* Instructions for the task *
Arrange the rows below as a single numbered list, skipping any blank lines. Leave the pictures out of your list.

[Records from a dataset]
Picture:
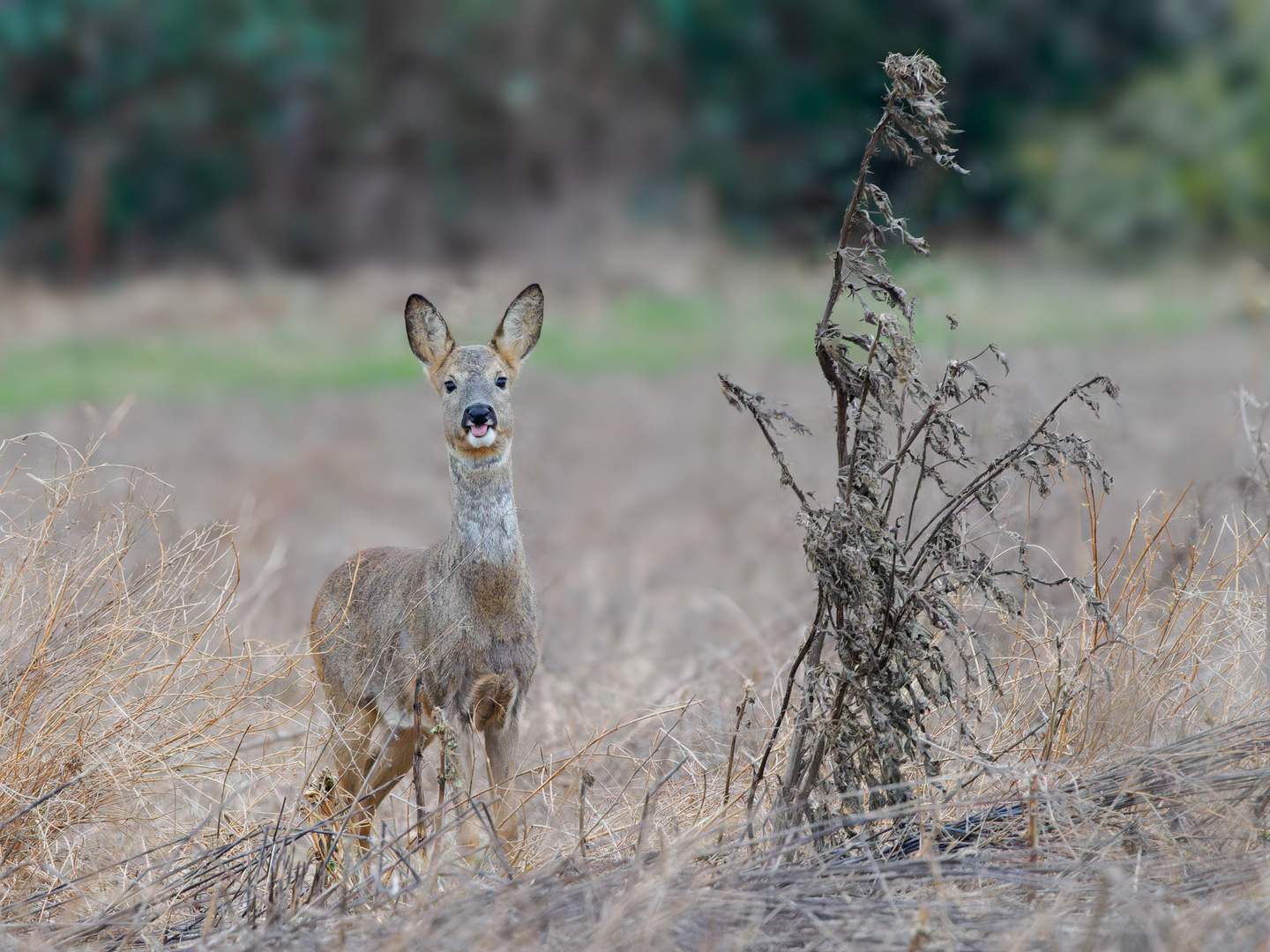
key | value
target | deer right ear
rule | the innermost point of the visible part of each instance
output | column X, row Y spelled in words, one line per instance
column 426, row 328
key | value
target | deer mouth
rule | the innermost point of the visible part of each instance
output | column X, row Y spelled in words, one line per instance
column 481, row 435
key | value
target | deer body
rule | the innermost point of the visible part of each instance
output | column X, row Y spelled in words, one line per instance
column 456, row 619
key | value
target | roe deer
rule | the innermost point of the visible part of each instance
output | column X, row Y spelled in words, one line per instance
column 459, row 616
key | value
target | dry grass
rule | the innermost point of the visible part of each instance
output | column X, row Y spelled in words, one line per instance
column 123, row 695
column 153, row 764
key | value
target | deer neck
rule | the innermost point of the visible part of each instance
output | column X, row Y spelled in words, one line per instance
column 482, row 510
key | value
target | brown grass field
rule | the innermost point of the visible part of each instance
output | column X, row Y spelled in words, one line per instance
column 161, row 727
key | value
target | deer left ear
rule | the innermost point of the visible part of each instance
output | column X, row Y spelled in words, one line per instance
column 519, row 331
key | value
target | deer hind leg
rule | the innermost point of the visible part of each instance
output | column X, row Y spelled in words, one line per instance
column 369, row 770
column 490, row 704
column 501, row 761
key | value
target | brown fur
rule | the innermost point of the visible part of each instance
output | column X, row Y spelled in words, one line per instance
column 460, row 616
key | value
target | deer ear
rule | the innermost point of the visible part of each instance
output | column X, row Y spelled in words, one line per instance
column 519, row 331
column 426, row 328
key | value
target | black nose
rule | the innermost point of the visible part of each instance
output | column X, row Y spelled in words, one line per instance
column 481, row 415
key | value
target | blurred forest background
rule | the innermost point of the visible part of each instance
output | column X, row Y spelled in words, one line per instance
column 309, row 133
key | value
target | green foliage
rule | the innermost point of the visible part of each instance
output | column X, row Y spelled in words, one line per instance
column 176, row 98
column 1179, row 155
column 779, row 94
column 143, row 120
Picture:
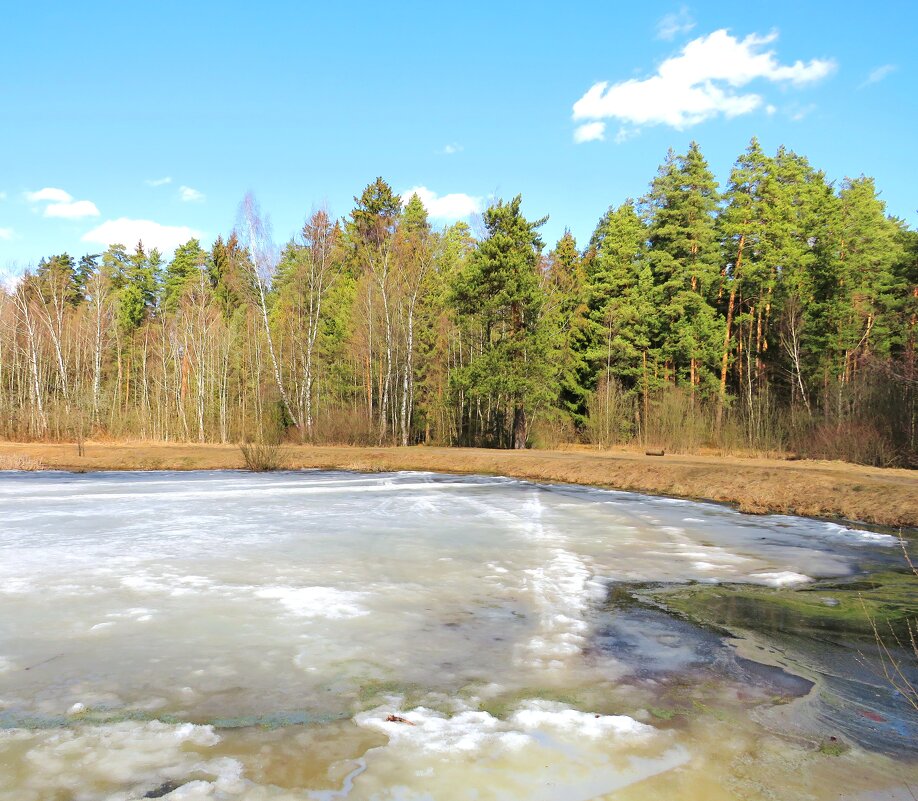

* Full output *
1. Picture:
2. key | value
3. target | deer right ear
4. rule | the innermost point of the visible part of each instance
5. output | column X, row Y spelled in words, one line per instance
6. column 426, row 328
7. key | value
8. target | deer mouth
9. rule | the innermost point of the visible part of each instance
10. output | column X, row Y spelled in words, one line per instance
11. column 481, row 435
12. key | value
13. target | deer body
14. rule | the innermost point of the visible part of each instance
15. output | column X, row Y spelled in words, one line per instance
16. column 456, row 619
17. key | value
18. target | roe deer
19. rule | the innermost point of the visible part of each instance
20. output | column X, row Y spelled in words, one line per instance
21. column 459, row 616
22. key | value
23. target | dry grass
24. rule | the innermost point of the visible part of each instance
25. output | column X, row Y spelled in words, one line per instance
26. column 123, row 695
27. column 153, row 764
28. key | value
29. target | deer neck
30. rule | the innermost point of the visible part of each instance
31. output | column X, row Y spelled in words, one line per instance
32. column 482, row 510
33. key | value
34. target | brown grass field
35. rule | the innermost point of the visible part of each instance
36. output | column X, row Y spelled in words, one line per instance
37. column 161, row 727
38. key | value
39. target | deer left ear
40. rule | the innermost point of the visible part of each instance
41. output | column X, row Y spelled in words, one line per instance
42. column 519, row 331
43. key | value
44. target | deer hind leg
45. rule | the innermost point of the visible part of each instance
46. output | column X, row Y spelled in words, one line per instance
47. column 369, row 770
48. column 490, row 704
49. column 501, row 761
50. key | value
51. target | brown fur
52. rule | the innermost point of the visible part of each instance
53. output | column X, row Y spelled in words, one line per instance
54. column 460, row 616
55. key | value
56. target | deer ear
57. rule | the innermost point of the visible part of each instance
58. output | column X, row Y spelled in words, one line per instance
59. column 519, row 331
60. column 426, row 328
61. key | value
62. target | black nose
63. rule | the innermost point of the visible part of each instance
64. output | column X, row Y spelled in words, one line per instance
65. column 481, row 415
66. key | value
67. target | blurred forest background
68. rule | the innermost point of the visible part of each instance
69. output | column X, row Y spelled in words, one line per instance
70. column 309, row 133
71. key | value
72. target | green foliage
73. rule | the innermost point of the visible part of each instance
74. output | column X, row Y spelled in words, one line per instance
75. column 176, row 98
76. column 1179, row 155
77. column 779, row 94
78. column 143, row 120
79. Picture:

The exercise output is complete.